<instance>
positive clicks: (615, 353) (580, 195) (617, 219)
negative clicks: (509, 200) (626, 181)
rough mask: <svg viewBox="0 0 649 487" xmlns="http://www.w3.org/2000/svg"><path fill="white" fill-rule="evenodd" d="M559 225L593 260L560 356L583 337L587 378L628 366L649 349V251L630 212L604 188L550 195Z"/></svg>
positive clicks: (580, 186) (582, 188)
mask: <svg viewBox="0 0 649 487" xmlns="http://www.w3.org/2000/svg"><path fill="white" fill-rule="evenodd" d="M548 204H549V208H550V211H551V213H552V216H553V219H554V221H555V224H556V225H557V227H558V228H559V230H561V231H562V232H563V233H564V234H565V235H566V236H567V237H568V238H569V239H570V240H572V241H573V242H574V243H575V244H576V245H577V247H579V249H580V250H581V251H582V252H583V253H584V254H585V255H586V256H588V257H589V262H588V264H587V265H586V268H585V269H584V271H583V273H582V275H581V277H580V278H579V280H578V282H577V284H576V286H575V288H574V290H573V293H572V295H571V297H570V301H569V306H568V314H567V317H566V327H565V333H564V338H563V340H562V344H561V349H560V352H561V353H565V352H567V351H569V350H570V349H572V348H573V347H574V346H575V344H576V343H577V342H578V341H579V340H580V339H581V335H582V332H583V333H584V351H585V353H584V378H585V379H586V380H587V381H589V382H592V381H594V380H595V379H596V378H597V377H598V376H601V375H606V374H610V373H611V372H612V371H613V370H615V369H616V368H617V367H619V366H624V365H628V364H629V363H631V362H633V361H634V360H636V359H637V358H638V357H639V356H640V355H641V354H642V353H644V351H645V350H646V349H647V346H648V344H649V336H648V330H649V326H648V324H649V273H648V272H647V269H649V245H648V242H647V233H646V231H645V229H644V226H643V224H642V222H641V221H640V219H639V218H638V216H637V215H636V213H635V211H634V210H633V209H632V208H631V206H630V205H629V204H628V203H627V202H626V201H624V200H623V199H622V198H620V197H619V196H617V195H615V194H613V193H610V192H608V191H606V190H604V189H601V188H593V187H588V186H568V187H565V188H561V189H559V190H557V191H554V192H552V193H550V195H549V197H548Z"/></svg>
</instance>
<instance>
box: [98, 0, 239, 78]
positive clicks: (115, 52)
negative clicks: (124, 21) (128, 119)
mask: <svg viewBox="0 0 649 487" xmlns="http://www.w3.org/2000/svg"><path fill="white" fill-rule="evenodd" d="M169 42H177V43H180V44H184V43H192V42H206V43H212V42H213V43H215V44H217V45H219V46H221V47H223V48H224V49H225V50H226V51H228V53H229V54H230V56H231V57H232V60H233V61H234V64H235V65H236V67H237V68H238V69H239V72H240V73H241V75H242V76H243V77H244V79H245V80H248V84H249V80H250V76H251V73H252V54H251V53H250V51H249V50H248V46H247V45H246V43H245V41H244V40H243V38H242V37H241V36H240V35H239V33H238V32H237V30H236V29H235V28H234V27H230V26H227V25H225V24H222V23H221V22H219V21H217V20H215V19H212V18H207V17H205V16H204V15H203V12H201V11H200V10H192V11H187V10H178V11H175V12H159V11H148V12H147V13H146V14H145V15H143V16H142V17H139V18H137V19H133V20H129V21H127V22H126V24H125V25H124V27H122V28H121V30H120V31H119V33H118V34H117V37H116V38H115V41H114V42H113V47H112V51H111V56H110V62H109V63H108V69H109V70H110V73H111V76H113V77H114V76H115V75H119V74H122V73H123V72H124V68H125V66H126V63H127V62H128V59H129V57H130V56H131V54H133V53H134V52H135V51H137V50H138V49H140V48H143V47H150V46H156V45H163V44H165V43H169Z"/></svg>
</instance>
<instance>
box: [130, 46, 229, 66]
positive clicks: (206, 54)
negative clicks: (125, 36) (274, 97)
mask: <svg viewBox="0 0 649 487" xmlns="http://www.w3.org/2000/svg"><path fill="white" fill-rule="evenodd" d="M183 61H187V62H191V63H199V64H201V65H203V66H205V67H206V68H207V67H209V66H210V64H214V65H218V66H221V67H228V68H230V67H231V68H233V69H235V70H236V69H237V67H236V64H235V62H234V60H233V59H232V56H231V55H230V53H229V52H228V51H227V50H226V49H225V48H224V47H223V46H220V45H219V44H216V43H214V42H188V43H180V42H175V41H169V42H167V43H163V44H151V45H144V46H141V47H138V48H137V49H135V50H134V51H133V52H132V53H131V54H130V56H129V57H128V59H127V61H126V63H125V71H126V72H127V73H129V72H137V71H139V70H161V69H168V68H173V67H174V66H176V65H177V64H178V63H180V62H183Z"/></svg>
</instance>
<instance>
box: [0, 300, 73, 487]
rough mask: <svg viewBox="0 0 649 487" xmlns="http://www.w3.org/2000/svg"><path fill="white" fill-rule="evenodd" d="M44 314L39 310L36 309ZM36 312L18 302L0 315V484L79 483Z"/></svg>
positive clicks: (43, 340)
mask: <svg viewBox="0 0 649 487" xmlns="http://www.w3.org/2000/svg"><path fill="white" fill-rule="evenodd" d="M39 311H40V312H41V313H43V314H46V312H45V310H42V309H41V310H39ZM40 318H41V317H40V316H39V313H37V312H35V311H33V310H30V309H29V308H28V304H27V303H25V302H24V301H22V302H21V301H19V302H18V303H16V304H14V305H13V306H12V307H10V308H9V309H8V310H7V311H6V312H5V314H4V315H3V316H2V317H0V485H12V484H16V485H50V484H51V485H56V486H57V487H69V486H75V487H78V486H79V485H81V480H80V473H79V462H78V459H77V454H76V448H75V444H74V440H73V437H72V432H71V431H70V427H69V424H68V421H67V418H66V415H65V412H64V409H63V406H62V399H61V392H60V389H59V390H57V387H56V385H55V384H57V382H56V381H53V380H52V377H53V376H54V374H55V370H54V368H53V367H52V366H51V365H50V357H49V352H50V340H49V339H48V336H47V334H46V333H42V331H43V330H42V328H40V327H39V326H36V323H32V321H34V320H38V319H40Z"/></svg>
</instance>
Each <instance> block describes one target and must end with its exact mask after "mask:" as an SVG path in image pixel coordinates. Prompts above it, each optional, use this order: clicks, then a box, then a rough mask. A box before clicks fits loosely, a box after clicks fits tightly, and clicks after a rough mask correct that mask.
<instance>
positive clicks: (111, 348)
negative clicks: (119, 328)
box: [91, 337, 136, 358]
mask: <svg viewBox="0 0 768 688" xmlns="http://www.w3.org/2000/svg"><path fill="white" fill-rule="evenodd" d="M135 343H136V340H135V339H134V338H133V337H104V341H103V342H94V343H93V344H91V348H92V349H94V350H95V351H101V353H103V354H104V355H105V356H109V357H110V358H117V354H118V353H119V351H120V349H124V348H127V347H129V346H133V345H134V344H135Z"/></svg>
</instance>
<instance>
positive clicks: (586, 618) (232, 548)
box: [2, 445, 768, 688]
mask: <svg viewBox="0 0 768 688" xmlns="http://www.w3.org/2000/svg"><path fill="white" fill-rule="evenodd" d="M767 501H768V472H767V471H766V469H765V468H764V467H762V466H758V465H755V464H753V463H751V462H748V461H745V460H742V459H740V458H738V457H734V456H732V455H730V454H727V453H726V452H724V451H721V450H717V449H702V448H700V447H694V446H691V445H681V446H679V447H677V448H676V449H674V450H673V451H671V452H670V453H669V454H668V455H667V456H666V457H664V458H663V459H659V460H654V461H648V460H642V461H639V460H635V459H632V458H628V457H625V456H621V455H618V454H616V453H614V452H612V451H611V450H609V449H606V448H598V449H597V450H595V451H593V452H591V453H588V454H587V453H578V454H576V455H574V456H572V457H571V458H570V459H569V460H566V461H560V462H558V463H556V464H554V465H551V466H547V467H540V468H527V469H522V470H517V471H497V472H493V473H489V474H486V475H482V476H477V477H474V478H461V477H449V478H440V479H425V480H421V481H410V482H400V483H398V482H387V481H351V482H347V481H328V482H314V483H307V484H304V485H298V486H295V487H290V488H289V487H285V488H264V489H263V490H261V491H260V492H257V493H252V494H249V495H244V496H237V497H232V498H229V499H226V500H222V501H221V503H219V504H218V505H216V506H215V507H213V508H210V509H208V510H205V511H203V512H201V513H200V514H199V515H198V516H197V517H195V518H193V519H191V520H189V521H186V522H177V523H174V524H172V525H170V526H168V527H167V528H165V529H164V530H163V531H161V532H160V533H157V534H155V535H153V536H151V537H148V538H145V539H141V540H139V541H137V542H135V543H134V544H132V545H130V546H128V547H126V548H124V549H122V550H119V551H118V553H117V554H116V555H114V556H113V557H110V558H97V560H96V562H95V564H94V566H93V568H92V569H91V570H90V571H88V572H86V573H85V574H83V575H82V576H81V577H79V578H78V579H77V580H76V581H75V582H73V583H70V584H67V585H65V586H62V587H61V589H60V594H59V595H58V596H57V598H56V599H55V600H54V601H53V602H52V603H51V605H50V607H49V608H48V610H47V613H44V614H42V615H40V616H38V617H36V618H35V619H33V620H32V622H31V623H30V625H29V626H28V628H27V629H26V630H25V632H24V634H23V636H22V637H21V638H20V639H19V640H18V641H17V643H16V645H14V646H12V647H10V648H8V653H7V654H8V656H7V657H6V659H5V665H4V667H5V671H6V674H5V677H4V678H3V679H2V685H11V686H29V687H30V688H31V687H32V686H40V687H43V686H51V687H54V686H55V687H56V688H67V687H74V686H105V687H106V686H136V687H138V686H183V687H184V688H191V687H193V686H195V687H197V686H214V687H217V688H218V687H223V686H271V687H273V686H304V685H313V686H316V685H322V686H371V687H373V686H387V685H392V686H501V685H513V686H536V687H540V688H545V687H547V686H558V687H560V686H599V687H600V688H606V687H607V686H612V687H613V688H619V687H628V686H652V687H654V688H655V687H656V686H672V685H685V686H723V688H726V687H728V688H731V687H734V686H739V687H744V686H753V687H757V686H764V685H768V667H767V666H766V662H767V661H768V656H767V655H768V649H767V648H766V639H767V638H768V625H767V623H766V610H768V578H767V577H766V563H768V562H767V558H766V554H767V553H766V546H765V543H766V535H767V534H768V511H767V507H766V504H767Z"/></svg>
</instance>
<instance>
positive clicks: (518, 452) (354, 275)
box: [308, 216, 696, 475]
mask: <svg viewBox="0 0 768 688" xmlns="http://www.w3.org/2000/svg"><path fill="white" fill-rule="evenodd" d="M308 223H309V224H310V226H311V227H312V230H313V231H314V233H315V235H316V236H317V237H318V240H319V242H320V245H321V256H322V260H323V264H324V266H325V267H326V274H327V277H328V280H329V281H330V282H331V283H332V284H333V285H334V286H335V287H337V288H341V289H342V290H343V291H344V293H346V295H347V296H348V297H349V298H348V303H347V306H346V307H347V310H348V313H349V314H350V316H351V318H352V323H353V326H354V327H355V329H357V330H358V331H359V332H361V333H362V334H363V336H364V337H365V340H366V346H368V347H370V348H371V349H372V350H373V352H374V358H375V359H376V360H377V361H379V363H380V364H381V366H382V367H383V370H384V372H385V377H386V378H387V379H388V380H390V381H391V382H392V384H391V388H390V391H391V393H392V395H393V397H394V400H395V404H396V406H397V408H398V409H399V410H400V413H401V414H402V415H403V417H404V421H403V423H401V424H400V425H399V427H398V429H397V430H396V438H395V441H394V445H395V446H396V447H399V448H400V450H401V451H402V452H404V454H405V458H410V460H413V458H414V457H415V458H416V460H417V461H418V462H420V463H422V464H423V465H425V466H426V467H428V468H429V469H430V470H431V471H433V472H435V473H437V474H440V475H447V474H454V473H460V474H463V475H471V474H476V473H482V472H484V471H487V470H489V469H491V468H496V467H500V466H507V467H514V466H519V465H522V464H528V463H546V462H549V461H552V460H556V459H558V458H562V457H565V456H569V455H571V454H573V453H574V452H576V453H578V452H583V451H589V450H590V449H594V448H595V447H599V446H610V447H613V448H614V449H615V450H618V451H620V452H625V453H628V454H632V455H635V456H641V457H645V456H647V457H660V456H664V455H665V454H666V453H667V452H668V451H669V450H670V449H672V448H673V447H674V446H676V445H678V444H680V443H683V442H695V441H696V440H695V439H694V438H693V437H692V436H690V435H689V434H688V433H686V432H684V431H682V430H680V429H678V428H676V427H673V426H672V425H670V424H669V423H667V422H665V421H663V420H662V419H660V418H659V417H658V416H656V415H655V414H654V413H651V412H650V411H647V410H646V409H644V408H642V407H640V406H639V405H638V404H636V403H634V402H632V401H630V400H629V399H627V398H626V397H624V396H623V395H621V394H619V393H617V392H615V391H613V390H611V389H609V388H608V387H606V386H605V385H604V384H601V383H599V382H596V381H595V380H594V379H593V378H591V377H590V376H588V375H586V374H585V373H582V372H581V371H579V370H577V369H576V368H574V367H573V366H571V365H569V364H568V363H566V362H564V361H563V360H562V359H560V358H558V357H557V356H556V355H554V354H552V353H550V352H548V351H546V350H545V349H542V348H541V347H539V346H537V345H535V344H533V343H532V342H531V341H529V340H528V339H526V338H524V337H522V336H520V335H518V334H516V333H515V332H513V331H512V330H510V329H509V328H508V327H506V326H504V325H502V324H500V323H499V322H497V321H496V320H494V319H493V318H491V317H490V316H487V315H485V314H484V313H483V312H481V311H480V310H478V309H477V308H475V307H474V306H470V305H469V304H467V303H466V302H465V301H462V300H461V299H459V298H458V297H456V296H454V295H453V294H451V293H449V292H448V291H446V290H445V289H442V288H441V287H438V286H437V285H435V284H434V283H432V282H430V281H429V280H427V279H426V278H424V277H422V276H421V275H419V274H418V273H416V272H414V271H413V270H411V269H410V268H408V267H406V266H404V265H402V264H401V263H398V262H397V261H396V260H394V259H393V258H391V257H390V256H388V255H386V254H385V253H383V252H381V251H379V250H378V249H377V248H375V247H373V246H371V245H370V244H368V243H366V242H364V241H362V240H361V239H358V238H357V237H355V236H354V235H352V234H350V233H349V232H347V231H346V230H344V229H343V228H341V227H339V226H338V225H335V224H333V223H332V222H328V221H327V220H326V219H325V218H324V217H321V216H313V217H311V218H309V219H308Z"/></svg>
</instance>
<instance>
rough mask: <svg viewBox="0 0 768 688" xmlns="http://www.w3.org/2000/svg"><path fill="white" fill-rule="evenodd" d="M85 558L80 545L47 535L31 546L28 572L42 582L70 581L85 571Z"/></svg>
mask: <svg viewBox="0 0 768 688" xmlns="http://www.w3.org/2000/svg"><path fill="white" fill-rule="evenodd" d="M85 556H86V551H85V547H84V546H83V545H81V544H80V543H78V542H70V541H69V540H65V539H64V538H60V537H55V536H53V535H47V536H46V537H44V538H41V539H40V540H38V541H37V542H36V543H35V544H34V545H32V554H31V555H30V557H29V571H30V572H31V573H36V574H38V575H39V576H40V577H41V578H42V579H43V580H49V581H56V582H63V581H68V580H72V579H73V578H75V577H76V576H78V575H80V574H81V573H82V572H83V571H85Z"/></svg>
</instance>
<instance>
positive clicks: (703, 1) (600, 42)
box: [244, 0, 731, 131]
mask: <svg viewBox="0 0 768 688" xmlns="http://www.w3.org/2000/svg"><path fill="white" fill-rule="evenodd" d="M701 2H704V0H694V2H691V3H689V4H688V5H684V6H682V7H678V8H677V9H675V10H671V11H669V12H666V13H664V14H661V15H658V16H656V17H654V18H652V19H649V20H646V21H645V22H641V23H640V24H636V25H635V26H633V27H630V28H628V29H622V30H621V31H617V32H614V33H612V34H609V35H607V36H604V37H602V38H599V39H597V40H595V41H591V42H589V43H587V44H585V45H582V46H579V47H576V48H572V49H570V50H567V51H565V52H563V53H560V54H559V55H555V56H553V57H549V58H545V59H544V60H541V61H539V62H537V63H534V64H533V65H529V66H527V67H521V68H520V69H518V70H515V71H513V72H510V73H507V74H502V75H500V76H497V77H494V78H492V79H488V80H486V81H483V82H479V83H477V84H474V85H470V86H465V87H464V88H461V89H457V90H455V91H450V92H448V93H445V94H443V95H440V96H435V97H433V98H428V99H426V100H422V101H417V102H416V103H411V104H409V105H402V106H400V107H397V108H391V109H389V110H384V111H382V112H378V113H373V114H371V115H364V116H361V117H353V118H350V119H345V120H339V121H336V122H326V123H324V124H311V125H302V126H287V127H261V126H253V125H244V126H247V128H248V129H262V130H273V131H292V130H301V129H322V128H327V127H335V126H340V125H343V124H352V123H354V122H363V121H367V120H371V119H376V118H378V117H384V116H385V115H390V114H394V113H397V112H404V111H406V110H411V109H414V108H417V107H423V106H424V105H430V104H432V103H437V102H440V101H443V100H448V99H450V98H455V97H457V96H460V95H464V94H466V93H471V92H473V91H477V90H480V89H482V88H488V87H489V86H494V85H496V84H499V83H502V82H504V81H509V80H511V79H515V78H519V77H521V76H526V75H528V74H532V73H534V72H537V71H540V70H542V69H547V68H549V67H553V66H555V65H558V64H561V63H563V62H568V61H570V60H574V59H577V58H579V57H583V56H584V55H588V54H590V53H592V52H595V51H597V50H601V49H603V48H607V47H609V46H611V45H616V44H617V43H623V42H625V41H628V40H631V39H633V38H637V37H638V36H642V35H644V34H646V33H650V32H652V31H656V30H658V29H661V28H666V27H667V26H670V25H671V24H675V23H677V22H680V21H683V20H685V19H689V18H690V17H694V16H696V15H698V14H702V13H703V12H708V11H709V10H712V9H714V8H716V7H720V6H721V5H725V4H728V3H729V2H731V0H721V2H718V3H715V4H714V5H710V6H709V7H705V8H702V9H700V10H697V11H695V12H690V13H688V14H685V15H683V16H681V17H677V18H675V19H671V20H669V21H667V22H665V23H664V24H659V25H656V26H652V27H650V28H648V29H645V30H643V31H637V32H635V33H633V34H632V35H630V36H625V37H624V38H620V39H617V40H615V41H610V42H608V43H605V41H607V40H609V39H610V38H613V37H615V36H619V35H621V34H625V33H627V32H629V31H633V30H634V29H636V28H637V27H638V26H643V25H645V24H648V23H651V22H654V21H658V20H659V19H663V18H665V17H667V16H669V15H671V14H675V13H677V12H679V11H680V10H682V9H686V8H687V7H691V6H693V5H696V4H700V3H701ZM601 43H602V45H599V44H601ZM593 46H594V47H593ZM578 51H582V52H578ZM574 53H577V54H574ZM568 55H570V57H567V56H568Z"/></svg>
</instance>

Problem description —
From the entries above, give again exactly the lines running from the line with "negative clicks: (509, 200) (626, 181)" to the line with "225L593 260L560 356L583"; include both of those lines.

Solution to the problem —
negative clicks: (509, 200) (626, 181)
rough mask: <svg viewBox="0 0 649 487" xmlns="http://www.w3.org/2000/svg"><path fill="white" fill-rule="evenodd" d="M559 225L593 260L560 356L583 337L587 378L628 366L649 349V251L630 212L604 188L550 195Z"/></svg>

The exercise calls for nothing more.